Quoted passage:
⁂

The evolution of periarticular fracture fixation around the knee and ankle has undergone significant advancements, transitioning from conservative methods like casting and immobilization, and skeletal traction, to more advanced techniques like closed reduction or open reduction with plating or external fixation (Aggarwal et al.) ^[3]. The concept of hybrid external fixation was first introduced by Watson et al., who described the biomechanical principles behind this technique (Watson et al.,) ^[5]. Hybrid external fixation has emerged as a popular approach for stabilizing both proximal and distal tibial fractures. While the current literatures suggests that open reduction and plating might be an ideal treatment option for such fractures, this method requires extensive dissection, which can lead to complications such as wound dehiscence and infections [6, 7]. The hybrid external fixator which acts in accordance with the principle of ligamentotaxis offers a biomechanically stable fixation, as compared to osteosynthesis, while minimizing soft-tissue disruption and preserving the fracture hematoma, thereby facilitating fracture union [8, 9]. On comparing with similar studies we have excellent functional outcomes as comparable with Babis et al. ^[2], Aggarwal et al. ^[3], Galante et al. ^[10], Scaglione et al. ^[11], and Borah et al. ^[12]. The pin tract infection in our study was 13.8% which is comparable to studies by Babis et al. ^[2], Scaglione et al. ^[11], and Borah et al. ^[12]. The mean time of union of our study was 16.6 weeks which is comparable to studies by Savolainen et al. ^[13], Aggarwal et al. ^[3], Venkatesh G et al. ^[7], Tornetta et al. ^[1], Babis et al. ^[2], Galante et al. ^[10], and Borah et al. ^[12]. Table 3 depicts the comparative analysis of other studies. We do have limitations in our study such as the small sample size and the absence of control group to compare our outcomes.

⁂

Data supplied:
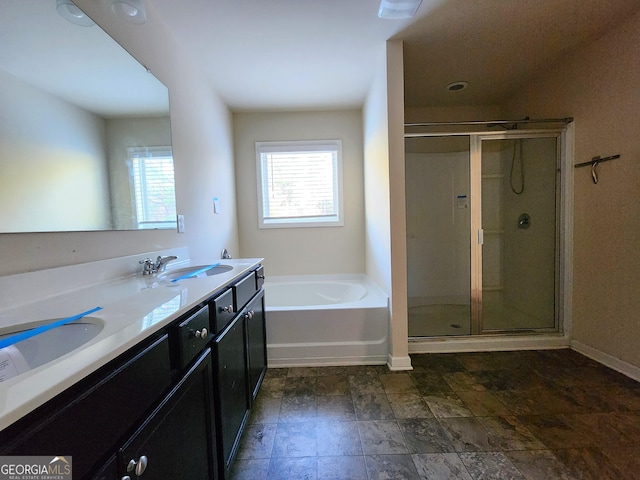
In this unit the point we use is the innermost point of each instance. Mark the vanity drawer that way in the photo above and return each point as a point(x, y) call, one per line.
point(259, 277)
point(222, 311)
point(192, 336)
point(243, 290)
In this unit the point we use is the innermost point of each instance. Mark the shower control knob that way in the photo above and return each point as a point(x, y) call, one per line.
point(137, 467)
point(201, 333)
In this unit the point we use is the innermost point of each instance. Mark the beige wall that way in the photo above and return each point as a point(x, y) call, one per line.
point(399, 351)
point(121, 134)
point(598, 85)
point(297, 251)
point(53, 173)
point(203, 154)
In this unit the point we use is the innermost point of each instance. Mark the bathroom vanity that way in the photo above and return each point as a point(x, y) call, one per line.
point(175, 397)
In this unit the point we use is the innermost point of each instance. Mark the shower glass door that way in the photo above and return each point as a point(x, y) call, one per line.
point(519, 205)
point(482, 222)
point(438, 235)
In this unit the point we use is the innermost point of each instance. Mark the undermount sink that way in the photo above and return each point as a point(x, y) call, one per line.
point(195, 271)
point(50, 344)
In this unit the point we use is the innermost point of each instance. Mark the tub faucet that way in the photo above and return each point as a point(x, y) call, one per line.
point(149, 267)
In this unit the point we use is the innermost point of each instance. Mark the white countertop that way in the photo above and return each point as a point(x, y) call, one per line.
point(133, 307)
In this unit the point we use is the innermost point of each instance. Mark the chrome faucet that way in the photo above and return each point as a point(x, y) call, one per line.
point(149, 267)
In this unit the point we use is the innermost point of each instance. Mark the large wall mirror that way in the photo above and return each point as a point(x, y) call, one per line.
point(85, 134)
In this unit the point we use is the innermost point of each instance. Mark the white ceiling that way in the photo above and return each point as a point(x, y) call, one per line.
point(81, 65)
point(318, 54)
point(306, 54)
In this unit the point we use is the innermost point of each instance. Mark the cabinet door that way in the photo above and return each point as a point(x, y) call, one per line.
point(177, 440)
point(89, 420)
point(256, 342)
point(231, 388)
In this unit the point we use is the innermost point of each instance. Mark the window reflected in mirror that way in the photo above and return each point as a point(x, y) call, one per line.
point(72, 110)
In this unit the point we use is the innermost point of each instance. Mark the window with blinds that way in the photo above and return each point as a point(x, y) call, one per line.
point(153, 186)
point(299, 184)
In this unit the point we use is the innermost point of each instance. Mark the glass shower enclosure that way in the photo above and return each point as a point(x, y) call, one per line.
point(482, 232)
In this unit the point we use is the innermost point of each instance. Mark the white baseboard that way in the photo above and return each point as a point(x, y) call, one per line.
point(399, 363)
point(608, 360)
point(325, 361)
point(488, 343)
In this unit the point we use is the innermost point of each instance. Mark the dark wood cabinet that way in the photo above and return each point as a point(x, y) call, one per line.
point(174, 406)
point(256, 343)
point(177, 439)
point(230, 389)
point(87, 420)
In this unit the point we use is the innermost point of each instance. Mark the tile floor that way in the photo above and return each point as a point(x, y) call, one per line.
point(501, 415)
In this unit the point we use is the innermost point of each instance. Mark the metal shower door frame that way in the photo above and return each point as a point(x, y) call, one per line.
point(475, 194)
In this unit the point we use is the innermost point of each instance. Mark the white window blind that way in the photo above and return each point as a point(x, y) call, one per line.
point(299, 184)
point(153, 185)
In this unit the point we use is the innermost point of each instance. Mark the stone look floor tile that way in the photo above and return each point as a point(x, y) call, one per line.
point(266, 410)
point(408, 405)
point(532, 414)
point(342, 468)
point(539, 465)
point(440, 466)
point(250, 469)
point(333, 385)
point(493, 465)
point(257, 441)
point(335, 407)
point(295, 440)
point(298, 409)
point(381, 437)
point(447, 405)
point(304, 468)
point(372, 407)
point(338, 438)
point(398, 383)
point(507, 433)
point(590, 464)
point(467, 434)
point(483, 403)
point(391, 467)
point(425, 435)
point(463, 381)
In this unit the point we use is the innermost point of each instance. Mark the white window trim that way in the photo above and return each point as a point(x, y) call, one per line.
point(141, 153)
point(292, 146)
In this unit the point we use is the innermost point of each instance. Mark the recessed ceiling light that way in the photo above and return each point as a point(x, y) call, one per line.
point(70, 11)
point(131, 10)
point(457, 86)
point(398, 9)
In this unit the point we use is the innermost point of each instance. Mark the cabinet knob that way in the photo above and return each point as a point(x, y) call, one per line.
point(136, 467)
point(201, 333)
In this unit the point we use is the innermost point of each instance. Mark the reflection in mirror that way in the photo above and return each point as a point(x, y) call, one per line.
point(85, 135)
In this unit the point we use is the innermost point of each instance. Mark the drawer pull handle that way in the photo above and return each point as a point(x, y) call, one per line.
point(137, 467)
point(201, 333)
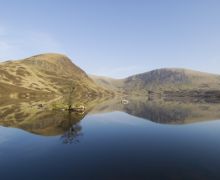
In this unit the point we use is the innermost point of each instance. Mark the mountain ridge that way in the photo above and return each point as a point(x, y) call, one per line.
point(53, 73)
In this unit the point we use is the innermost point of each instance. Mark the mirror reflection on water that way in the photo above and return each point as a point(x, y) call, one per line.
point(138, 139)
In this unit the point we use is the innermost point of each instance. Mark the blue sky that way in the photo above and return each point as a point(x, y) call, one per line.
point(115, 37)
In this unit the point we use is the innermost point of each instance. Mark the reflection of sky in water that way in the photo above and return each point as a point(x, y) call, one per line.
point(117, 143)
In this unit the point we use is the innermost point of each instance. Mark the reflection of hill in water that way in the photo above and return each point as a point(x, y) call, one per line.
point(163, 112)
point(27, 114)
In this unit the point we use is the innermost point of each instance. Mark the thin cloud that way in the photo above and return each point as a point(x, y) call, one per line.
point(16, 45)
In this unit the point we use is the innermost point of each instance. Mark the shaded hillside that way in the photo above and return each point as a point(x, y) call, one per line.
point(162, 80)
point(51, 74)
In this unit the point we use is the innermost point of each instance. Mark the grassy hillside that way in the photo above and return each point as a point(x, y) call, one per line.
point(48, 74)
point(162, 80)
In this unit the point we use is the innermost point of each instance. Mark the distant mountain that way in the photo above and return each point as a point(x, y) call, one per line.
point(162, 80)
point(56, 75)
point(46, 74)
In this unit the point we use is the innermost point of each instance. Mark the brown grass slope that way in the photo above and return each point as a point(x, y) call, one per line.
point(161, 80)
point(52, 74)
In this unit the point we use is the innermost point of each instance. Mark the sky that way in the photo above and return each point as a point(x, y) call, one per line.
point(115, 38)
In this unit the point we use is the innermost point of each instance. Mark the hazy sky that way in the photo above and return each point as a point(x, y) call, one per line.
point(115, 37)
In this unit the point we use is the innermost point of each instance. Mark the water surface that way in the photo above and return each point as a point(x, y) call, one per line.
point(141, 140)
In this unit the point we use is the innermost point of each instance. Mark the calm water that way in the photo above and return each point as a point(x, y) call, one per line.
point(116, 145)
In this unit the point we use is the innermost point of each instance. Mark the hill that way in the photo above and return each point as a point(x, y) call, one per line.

⁂

Task goal: Translate into French this sentence from the passage on fracture fixation around the knee and ankle: "Hybrid external fixation has emerged as a popular approach for stabilizing both proximal and distal tibial fractures." The lines above are not needed.

Output of the task: La fixation externe hybride s'est imposée comme une approche répandue pour stabiliser à la fois les fractures proximales et distales du tibia.